- **Brief**:
Each line below from the one containing "In this exercise you will locate the rocky" through the one containing "In this exercise you will locate the flying" is to be given again exactly, and no line outside that span.
START The data
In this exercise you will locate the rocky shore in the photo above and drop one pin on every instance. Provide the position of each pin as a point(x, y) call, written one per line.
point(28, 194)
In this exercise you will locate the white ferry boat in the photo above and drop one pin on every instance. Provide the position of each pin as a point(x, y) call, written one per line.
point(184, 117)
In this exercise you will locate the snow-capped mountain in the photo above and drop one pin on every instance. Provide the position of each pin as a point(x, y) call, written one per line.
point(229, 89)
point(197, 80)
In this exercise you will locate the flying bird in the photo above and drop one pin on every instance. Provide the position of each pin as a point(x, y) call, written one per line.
END The data
START The data
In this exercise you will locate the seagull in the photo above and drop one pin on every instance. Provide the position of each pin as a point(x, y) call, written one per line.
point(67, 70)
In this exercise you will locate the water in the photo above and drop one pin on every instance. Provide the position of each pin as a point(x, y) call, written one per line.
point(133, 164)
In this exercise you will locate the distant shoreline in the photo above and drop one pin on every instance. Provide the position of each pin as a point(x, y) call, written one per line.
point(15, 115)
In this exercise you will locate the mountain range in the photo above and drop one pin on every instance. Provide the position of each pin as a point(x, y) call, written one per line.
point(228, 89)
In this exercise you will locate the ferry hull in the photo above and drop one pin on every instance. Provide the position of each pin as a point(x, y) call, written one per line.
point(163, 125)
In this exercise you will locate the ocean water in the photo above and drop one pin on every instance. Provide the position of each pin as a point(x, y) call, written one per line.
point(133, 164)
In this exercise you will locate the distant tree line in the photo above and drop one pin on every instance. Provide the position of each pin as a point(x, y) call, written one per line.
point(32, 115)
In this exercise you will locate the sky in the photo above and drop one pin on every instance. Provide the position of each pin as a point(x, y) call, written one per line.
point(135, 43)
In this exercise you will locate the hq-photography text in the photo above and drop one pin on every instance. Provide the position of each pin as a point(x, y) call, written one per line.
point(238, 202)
END The data
START The data
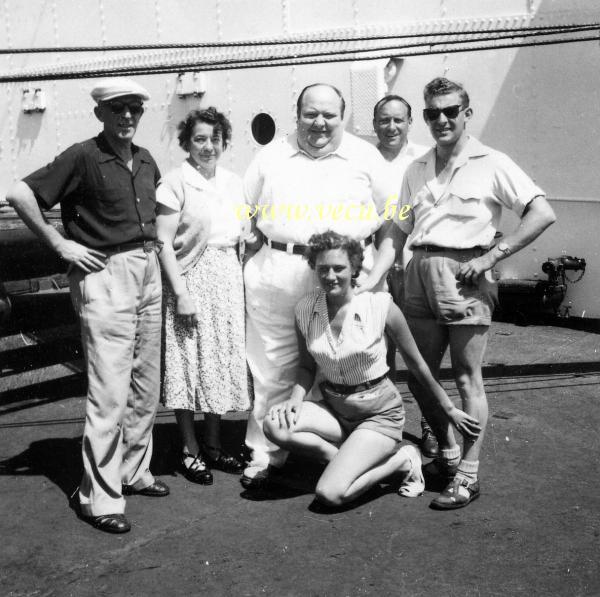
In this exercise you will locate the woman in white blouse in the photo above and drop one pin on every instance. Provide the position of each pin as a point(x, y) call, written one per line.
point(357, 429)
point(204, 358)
END The data
- **Task result**:
In this exercise you will locate the rocky shore in the photo above and drop one pin on every instance. Provide the position of each pin as a point(x, y) call, written one per line.
point(28, 194)
In this exercise you will locate the white ferry boat in the photo above and drop one pin on every instance. Provide the position of each pin as a point(x, y) call, written one per line.
point(184, 117)
In this exercise you will locate the snow-capped mountain in the photo above and drop one pin on every instance. Provide the position of each pin as a point(x, y) call, written one per line.
point(229, 89)
point(197, 80)
In this exercise you will locate the flying bird in the photo above and drop one pin on every instance. Provide the position of each pin as a point(x, y) call, written one per line.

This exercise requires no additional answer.